(Records from a data collection)
::::

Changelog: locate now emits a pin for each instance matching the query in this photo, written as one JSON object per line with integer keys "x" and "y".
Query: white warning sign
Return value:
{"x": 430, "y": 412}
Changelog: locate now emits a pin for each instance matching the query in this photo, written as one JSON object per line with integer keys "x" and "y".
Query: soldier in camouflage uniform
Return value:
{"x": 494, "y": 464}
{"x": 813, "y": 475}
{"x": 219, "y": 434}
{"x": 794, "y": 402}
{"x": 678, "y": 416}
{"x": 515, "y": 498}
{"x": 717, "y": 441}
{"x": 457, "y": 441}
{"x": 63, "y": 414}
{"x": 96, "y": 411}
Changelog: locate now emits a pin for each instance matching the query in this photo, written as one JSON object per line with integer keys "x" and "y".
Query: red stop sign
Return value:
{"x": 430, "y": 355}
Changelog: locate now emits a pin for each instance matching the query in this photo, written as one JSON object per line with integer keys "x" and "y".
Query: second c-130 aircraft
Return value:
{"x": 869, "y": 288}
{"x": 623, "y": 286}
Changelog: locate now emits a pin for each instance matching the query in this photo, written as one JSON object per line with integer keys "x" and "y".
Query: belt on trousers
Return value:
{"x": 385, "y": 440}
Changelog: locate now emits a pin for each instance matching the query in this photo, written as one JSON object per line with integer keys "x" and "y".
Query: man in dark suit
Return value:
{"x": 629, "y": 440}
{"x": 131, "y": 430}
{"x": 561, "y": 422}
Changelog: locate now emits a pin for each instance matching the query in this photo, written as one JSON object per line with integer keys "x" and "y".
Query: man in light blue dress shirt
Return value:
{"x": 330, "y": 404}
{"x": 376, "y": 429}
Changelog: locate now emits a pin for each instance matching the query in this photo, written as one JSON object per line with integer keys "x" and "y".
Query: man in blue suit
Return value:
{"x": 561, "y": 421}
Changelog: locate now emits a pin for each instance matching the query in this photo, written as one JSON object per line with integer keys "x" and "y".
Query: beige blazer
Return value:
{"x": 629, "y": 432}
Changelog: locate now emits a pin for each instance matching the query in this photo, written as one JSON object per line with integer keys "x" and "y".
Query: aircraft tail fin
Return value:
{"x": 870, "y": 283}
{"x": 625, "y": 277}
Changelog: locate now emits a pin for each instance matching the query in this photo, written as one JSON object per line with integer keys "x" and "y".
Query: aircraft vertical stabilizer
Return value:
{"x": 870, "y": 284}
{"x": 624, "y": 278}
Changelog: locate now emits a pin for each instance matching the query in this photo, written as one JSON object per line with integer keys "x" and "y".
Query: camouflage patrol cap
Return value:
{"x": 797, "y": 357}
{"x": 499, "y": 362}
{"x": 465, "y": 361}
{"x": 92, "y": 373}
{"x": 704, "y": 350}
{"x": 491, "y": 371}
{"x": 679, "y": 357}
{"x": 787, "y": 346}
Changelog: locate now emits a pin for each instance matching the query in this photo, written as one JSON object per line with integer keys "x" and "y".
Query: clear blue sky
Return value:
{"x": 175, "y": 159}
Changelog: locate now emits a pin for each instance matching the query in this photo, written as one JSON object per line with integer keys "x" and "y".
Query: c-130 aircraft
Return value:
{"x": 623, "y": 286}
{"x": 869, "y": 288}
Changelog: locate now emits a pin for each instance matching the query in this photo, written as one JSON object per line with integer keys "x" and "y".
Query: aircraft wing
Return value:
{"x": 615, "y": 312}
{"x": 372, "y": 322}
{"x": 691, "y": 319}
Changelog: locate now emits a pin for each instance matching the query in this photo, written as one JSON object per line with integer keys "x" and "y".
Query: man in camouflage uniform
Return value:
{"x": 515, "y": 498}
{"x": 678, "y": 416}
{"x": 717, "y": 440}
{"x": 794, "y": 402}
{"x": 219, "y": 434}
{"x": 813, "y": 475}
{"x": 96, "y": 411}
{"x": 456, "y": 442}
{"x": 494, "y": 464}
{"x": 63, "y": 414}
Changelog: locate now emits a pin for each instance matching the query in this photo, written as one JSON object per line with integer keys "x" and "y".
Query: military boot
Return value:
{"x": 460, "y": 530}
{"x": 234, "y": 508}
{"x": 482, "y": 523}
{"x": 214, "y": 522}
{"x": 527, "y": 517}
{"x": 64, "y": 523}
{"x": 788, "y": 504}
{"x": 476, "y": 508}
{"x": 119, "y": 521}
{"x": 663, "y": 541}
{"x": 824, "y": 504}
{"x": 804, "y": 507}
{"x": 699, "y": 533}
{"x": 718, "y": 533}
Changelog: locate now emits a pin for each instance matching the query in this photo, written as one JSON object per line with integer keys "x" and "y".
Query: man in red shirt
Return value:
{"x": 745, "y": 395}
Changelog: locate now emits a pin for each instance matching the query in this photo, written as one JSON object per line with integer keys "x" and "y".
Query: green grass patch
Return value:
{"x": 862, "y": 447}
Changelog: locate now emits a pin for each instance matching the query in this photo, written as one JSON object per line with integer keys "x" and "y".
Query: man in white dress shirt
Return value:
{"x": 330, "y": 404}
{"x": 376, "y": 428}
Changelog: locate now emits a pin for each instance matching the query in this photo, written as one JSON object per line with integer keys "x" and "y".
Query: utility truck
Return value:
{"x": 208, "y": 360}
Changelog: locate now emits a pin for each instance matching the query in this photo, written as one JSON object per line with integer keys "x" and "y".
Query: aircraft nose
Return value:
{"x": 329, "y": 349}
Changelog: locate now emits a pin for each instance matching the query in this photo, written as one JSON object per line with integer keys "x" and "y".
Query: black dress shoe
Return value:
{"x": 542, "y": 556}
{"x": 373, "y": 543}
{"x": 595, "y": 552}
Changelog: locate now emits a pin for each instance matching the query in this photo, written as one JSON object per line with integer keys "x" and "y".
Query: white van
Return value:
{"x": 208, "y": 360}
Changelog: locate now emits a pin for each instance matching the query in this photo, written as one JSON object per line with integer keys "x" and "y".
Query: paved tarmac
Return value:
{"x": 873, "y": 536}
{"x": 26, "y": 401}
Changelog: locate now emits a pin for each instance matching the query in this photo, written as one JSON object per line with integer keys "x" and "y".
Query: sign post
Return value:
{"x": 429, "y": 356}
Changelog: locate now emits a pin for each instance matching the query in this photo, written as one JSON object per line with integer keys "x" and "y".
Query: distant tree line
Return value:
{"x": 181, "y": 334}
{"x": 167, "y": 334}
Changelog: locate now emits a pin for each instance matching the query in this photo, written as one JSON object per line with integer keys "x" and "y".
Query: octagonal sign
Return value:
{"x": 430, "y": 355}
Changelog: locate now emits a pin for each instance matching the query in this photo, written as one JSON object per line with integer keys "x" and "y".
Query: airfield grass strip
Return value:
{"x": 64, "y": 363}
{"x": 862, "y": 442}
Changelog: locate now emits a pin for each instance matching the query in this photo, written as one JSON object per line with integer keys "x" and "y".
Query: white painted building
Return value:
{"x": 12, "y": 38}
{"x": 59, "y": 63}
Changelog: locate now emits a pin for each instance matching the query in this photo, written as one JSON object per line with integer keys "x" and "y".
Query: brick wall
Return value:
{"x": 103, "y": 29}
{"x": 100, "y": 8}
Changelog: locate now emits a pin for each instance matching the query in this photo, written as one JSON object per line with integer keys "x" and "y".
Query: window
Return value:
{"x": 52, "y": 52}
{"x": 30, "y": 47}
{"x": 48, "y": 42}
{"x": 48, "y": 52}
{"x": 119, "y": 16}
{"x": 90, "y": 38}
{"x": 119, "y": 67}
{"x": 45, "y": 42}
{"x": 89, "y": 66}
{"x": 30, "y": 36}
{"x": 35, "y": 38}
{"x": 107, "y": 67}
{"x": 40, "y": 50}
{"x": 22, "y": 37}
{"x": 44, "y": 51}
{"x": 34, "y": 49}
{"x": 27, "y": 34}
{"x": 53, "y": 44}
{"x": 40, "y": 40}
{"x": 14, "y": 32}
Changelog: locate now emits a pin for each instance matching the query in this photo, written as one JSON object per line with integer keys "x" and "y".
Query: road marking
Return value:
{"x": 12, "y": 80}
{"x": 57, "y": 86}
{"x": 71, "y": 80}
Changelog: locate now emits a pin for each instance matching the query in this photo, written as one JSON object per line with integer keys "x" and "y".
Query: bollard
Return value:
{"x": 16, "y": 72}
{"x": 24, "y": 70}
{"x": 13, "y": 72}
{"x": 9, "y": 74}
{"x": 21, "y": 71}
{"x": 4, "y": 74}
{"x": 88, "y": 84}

::::

**REQUIREMENT**
Gather every line in the records above that contains the word "shirt".

**THE RESULT**
Query: man in light blue dress shirt
Query: man in red shirt
Query: man in white dress shirt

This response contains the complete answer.